* **Given exercise**
Find each line in the listing below that contains the word "leaf", and copy those lines.

* **Records shown**
++++++

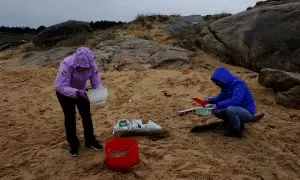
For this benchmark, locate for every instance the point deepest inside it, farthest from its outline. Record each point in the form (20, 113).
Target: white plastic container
(98, 96)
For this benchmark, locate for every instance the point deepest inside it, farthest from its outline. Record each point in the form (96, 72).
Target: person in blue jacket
(235, 103)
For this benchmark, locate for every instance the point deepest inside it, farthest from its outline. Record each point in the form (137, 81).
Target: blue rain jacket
(234, 91)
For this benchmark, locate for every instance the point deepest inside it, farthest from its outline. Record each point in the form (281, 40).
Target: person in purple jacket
(70, 87)
(234, 104)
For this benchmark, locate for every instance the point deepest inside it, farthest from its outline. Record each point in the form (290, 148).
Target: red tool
(200, 102)
(121, 153)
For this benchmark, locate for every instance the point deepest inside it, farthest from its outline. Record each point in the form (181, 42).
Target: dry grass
(100, 36)
(8, 54)
(27, 47)
(77, 40)
(28, 54)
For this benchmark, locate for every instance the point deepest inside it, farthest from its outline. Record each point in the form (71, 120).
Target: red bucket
(121, 154)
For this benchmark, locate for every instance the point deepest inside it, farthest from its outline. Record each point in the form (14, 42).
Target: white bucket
(98, 96)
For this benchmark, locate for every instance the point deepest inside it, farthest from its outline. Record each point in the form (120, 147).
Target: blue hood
(223, 75)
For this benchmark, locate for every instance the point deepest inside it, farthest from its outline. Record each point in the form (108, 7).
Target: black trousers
(68, 106)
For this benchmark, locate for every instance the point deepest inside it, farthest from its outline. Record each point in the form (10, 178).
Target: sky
(34, 13)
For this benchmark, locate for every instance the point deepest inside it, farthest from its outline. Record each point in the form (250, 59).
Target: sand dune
(32, 137)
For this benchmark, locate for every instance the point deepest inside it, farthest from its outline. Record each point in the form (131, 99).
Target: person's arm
(236, 99)
(63, 82)
(96, 79)
(215, 100)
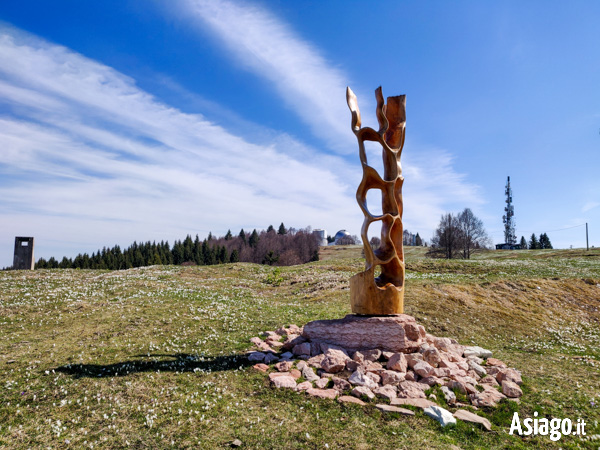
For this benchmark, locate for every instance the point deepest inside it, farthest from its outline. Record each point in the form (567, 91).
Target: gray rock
(449, 395)
(359, 378)
(476, 351)
(270, 358)
(388, 392)
(361, 391)
(256, 356)
(443, 416)
(309, 374)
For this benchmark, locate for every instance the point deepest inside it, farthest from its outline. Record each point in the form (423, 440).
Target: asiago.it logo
(556, 428)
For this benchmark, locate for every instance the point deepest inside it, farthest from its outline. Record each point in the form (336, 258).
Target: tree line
(282, 247)
(536, 244)
(457, 236)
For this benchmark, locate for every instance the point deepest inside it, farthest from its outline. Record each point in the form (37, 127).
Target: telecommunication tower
(507, 219)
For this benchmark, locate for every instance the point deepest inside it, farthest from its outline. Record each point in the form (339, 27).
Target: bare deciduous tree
(458, 236)
(472, 234)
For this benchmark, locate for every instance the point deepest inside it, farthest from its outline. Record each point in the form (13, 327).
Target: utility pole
(587, 242)
(507, 219)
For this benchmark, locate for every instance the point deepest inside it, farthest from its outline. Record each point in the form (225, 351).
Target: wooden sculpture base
(371, 300)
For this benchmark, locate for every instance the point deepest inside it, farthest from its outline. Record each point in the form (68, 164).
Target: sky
(131, 120)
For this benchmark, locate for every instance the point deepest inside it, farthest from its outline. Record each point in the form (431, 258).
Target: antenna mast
(507, 219)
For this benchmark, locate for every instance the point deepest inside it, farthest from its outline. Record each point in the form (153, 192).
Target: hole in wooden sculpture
(374, 151)
(377, 273)
(374, 234)
(374, 202)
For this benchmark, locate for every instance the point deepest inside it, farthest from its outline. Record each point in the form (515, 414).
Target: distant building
(409, 238)
(506, 246)
(23, 259)
(322, 234)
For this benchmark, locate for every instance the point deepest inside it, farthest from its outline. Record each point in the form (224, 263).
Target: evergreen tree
(418, 240)
(523, 243)
(223, 256)
(533, 243)
(188, 249)
(66, 263)
(270, 258)
(282, 229)
(545, 241)
(253, 240)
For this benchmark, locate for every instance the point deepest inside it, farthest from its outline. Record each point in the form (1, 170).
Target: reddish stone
(341, 385)
(511, 389)
(284, 366)
(397, 362)
(322, 383)
(350, 399)
(390, 408)
(468, 416)
(391, 377)
(413, 358)
(417, 402)
(432, 356)
(495, 362)
(262, 367)
(334, 361)
(388, 392)
(488, 379)
(361, 391)
(305, 385)
(274, 375)
(423, 369)
(284, 382)
(510, 375)
(411, 389)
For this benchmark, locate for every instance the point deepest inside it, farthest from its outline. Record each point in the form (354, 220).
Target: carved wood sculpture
(382, 295)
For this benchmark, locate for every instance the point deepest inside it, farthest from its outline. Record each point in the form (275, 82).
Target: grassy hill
(151, 357)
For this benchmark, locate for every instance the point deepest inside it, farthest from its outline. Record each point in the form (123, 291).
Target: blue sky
(146, 120)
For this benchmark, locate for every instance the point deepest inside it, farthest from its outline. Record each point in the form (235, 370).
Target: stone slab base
(396, 333)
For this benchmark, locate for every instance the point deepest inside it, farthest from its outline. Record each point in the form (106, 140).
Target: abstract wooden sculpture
(384, 294)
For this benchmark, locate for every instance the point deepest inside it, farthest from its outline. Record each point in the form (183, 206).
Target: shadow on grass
(179, 362)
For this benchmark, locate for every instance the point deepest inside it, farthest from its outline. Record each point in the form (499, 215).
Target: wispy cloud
(88, 159)
(268, 47)
(81, 144)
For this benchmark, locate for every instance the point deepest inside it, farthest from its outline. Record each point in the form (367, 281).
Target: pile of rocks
(358, 359)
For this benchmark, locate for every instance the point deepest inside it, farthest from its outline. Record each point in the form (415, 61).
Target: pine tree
(545, 241)
(282, 229)
(523, 243)
(533, 243)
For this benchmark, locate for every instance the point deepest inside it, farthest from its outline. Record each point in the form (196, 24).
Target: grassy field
(152, 357)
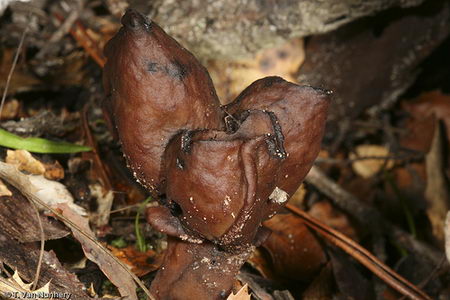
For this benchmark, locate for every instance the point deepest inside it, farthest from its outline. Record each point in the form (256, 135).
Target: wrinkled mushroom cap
(154, 89)
(224, 185)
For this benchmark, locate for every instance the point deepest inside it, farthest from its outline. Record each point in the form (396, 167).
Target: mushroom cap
(154, 89)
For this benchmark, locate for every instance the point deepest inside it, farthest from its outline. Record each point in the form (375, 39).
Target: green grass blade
(38, 145)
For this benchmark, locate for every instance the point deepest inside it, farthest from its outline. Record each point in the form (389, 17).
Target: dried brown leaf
(4, 191)
(295, 252)
(141, 263)
(368, 167)
(231, 77)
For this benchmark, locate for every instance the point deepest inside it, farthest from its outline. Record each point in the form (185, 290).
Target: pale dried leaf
(368, 167)
(116, 272)
(10, 109)
(104, 201)
(242, 294)
(107, 263)
(25, 161)
(231, 77)
(437, 191)
(53, 193)
(14, 287)
(4, 191)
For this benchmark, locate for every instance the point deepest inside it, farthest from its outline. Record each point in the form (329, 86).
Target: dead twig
(10, 174)
(11, 71)
(362, 255)
(41, 251)
(368, 216)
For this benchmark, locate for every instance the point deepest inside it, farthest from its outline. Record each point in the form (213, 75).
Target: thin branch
(367, 215)
(41, 253)
(15, 178)
(362, 255)
(11, 71)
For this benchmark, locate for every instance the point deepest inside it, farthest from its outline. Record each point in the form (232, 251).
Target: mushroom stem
(200, 271)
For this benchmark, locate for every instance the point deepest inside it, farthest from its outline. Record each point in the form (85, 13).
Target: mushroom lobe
(154, 89)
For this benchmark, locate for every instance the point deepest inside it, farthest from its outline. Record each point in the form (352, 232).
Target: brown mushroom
(154, 89)
(223, 170)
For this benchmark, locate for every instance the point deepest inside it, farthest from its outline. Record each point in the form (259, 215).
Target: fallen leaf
(4, 191)
(242, 294)
(104, 201)
(108, 264)
(53, 193)
(14, 286)
(22, 79)
(53, 171)
(368, 167)
(231, 77)
(349, 280)
(423, 112)
(24, 258)
(295, 252)
(19, 219)
(10, 110)
(321, 288)
(25, 161)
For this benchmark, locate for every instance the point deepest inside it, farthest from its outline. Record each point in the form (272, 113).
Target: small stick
(11, 71)
(362, 255)
(41, 253)
(367, 215)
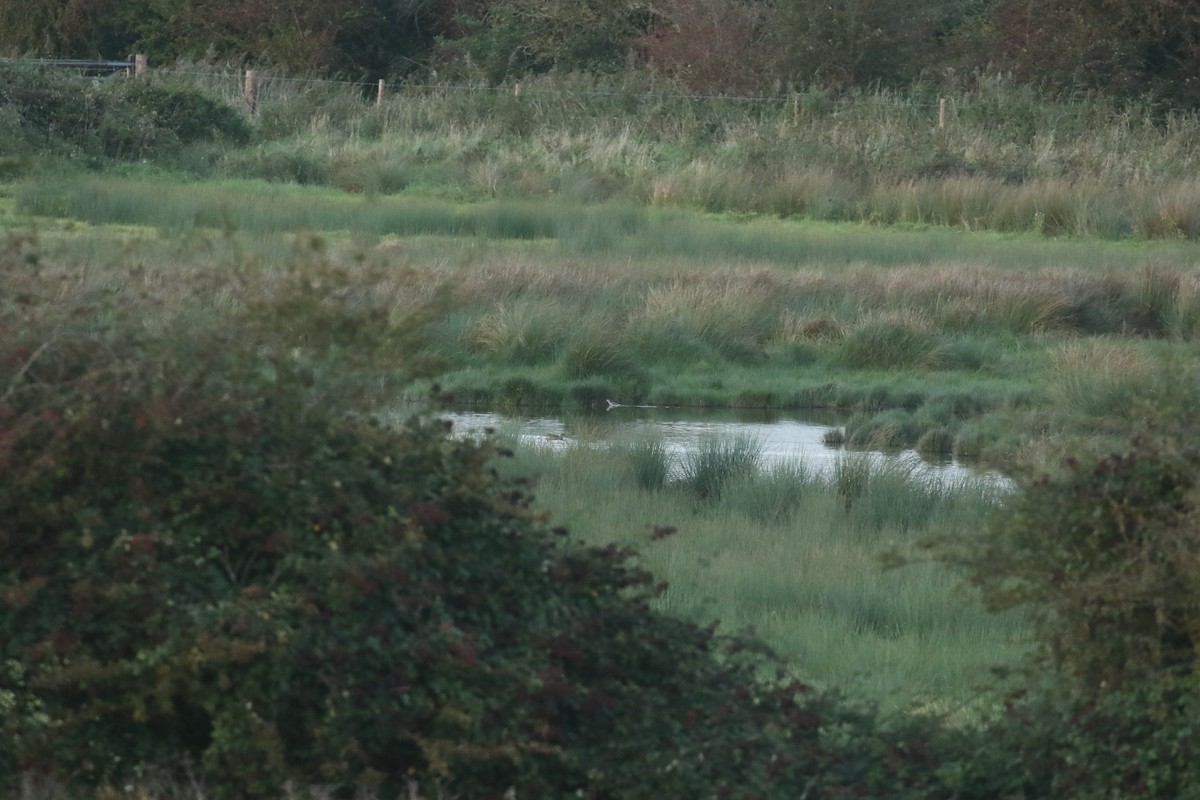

++++++

* **Answer to this task**
Target: dried brown leaf
Target: pale dried leaf
Target: fallen leaf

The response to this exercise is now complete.